-- Document excerpt start --

Meeting room booking software pricing can get confusing fast.

Two pricing pages can look very similar, but once you actually factor in rooms, users, locations, integrations, and “must-have” features, the final room booking system cost can end up very different. 

This guide is here to help you understand what meeting room booking software actually costs, how different pricing models work, and what usually makes the price go up. We will break down the most common pricing approaches, show real examples, and explain what to watch out for before you commit.

By the end, you should have a much clearer idea of what to budget for and how to compare room booking tools. Shall we? 

Why meeting room booking pricing can feel confusing

Most of the confusion comes from one big thing: vendors have different pricing models. 

Some meeting room booking tools charge per employee (so the bill grows with headcount). Others charge per room or per bookable space (so the bill grows with your workplace footprint). And some platforms do not publish pricing at all, so you can’t compare without sitting through sales calls.

On top of that, room booking is often bundled with other workplace modules like desks, visitors, requests (catering, AV, IT tickets), room displays, and analytics. The room booking price you see may not include the parts you actually need day to day.

How much does meeting room booking software cost?

Most companies spend around $100 to $500 per month on meeting room booking software, although larger enterprises can pay much more.

-- Document excerpt end --
-- Material shown start --

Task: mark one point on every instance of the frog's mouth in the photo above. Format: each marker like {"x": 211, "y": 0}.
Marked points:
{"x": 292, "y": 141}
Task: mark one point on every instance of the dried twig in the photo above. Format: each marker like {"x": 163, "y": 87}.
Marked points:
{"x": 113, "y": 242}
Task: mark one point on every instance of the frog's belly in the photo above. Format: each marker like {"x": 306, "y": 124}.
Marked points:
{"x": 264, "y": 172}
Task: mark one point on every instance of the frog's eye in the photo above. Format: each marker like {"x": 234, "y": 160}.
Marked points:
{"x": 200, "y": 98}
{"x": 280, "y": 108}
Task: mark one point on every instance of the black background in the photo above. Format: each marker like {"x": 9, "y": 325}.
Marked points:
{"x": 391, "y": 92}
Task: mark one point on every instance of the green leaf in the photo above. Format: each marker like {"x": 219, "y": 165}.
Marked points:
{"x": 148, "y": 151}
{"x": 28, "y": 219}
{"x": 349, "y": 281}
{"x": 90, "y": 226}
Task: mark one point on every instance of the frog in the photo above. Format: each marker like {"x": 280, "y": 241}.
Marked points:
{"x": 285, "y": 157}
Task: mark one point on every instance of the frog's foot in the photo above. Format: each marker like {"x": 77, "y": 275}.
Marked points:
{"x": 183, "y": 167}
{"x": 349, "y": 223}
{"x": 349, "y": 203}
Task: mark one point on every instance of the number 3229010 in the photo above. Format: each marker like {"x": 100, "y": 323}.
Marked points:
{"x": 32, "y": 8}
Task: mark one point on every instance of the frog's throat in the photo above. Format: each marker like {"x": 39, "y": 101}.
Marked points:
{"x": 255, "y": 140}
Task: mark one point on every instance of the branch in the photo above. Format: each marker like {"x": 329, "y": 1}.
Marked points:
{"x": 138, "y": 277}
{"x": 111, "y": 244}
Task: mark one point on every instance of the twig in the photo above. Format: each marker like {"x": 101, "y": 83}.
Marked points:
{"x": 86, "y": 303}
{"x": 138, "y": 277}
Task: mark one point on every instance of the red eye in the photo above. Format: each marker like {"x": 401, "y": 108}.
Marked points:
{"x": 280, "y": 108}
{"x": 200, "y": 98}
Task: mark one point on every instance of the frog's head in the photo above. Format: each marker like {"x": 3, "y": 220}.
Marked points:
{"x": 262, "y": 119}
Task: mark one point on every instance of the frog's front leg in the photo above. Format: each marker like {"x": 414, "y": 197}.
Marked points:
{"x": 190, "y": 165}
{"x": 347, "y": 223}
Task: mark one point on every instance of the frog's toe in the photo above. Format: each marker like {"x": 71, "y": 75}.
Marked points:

-- Material shown end --

_Parts of the exercise:_
**1)** In the room booking pricing guide, condense the paragraph beginning "Some meeting room booking tools charge per employee" into a bulleted list that keeps its main facts.
**2)** According to the room booking pricing guide, how much do most companies spend per month on meeting room booking software?
**3)** Print the stretch of the room booking pricing guide from "Meeting room booking software pricing" through "tools. Shall we?".

_Answer set:_
**1)**
- Per-employee pricing: the bill grows with headcount.
- Per-room or per-bookable-space pricing: the bill grows with the workplace footprint.
- Unpublished pricing: comparison requires sitting through sales calls.

**2)** Most companies spend around $100 to $500 per month.

**3)**
Meeting room booking software pricing can get confusing fast.

Two pricing pages can look very similar, but once you actually factor in rooms, users, locations, integrations, and “must-have” features, the final room booking system cost can end up very different. 

This guide is here to help you understand what meeting room booking software actually costs, how different pricing models work, and what usually makes the price go up. We will break down the most common pricing approaches, show real examples, and explain what to watch out for before you commit.

By the end, you should have a much clearer idea of what to budget for and how to compare room booking tools. Shall we?